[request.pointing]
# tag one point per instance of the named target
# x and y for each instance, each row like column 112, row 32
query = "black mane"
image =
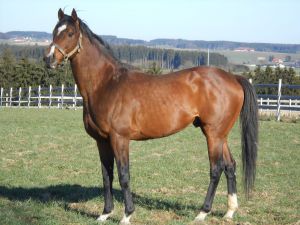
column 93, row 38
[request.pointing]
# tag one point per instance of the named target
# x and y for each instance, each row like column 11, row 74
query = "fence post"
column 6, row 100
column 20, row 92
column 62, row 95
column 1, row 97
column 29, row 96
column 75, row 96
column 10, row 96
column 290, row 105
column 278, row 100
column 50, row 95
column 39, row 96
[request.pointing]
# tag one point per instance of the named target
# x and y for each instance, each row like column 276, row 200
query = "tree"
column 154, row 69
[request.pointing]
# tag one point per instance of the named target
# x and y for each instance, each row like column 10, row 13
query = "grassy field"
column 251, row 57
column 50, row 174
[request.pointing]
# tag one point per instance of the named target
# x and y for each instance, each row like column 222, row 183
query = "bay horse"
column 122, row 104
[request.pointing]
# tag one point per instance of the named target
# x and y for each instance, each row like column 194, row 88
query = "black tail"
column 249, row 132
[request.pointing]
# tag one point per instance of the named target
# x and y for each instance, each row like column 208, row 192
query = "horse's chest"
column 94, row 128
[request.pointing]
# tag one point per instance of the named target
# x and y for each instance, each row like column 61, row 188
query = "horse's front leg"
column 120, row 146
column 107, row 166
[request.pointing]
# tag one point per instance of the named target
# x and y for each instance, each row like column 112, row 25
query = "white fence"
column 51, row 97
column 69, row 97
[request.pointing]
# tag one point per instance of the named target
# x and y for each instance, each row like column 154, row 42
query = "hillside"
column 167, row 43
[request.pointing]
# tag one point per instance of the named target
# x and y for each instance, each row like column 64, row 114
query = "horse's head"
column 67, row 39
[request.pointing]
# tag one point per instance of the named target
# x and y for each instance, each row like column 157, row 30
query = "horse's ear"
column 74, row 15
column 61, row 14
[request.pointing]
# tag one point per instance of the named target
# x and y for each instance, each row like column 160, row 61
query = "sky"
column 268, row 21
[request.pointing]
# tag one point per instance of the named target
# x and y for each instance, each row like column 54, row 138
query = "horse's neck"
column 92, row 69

########################################

• EXERCISE BRIEF: Show every line above that contains the word "horse". Case counts.

• WRITTEN RESPONSE:
query = "bay horse"
query = "horse's chest"
query = "horse's front leg"
query = "horse's head"
query = "horse's ear"
query = "horse's neck"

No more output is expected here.